» Aufgabe A: Ersetze im Artikel über Carlo Petrini „Biobauern“ durch „Ökobauern“ und gib dabei den Abschnitt von „Stuttgart - Ist“ bis einschließlich „einer angeblichen Perfektion.“ wieder.
» Aufgabe B: Zähle alle Ortsnamen auf, die im Artikel über Carlo Petrini genannt werden.

» Ausgangstext:
★ ★ ★ ★
Wenn Möhren nicht der Norm entsprechen, werden sie weniger gekauft. Foto: dpa

Selbst Bioware landet tonnenweise im Müll. Slow-Food-Gründer Carlo Petrini hat dies in Stuttgart heftig kritisiert. Zehn Jahre war er nicht mehr in Stuttgart. Auf dem „Markt des guten Geschmacks“ wehrt er sich nun gegen den Vorwurf, seine Bewegung sei elitär.

Stuttgart - Ist die Gurke krumm? Hat die Möhre zwei Beine? Sind die Kartoffeln fleckig? Sogar Biobauern, sagt Carlo Petrini, der 1986 aus Protest gegen eine McDonald’s-Fast-Food-Filiale in einem barocken Gebäude von Rom ein öffentliches Spaghetti-Essen auf der Spanischen Treppe veranstaltet hatte und damit Slow Food erfand, berichten ihm, dass sie ein Drittel ihrer Produkte wegwerfen müssten. Grund dafür seien Schönheitsfehler. Supermärkte und Kunden wollten nur makellose Produkte, die immer gleiche Einheitslinie einer angeblichen Perfektion.

Seit 30 Jahren gilt Petrinis Kampf der industriellen Herstellung von charakterlosem Brot, wässrigem Fleisch oder Gemüsesorten, die, um möglichst billig zu sein, normiert und transportgerecht gezüchtet werden. Der Appell des berühmten Italieners mit dem scharfen Blick lautet: Schluss mit Speisen, die Konservierungsstoffe und künstliche Aromen nötig haben. Stärkt die kleinen Bauernhöfe! Zahlt ihnen Preise, die ihrem Einsatz gerecht werden!

Carlo Petrini schwärmt für deutschen Riesling

Eigentlich ist Carlo Petrini mit bald 67 in einem Alter, in dem er sich in den Ruhestand zurückziehen und das Erreichte genießen könnte – etwa all’olio e parmigiano, Nudeln mit Olivenöl und Parmesan, sein Leibgericht, und dazu einen deutschen Riesling. Fleisch isst er immer weniger. Auch wenn aus Slow Food eine weltweite Bewegung geworden ist, die mit Tausenden von Unterstützern auf den politischen Bühnen agiert, sieht er seine Mission noch lange nicht erfüllt. Vor zehn Jahren gab der Sohn eines Eisenbahners in Stuttgart dem ersten Markt des guten Geschmacks – damals noch auf dem Killesberg – Starthilfe. Seitdem war der große Vorsitzende der globalen Genussbewegung nicht mehr in dieser Stadt. Wer denkt, der Rebell sei altersmilde geworden, womöglich sanft, der irrt.
★ ★ ★ ★
» Daten:
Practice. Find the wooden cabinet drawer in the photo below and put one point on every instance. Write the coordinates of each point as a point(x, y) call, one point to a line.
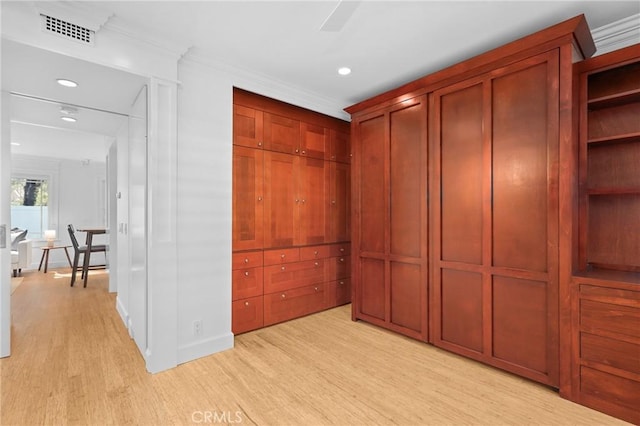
★ ★ ★ ★
» Endergebnis A:
Stuttgart - Ist die Gurke krumm? Hat die Möhre zwei Beine? Sind die Kartoffeln fleckig? Sogar Ökobauern, sagt Carlo Petrini, der 1986 aus Protest gegen eine McDonald’s-Fast-Food-Filiale in einem barocken Gebäude von Rom ein öffentliches Spaghetti-Essen auf der Spanischen Treppe veranstaltet hatte und damit Slow Food erfand, berichten ihm, dass sie ein Drittel ihrer Produkte wegwerfen müssten. Grund dafür seien Schönheitsfehler. Supermärkte und Kunden wollten nur makellose Produkte, die immer gleiche Einheitslinie einer angeblichen Perfektion.

» Endergebnis B: Stuttgart, Rom, Spanische Treppe, Killesberg